What to work on => Each entry below is to be written out exactly, and the pictures are to be left out.

Items from a data source =>
+ + + +

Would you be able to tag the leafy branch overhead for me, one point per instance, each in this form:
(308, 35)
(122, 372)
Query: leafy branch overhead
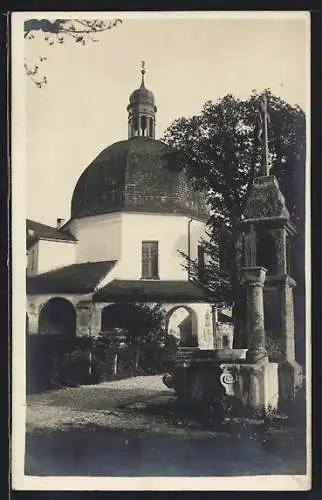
(56, 31)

+ + + +

Result =>
Would you be able to tag the leafy branch overhead for me, one point per instance, each in this form:
(308, 35)
(122, 372)
Query: leafy branch overhead
(56, 31)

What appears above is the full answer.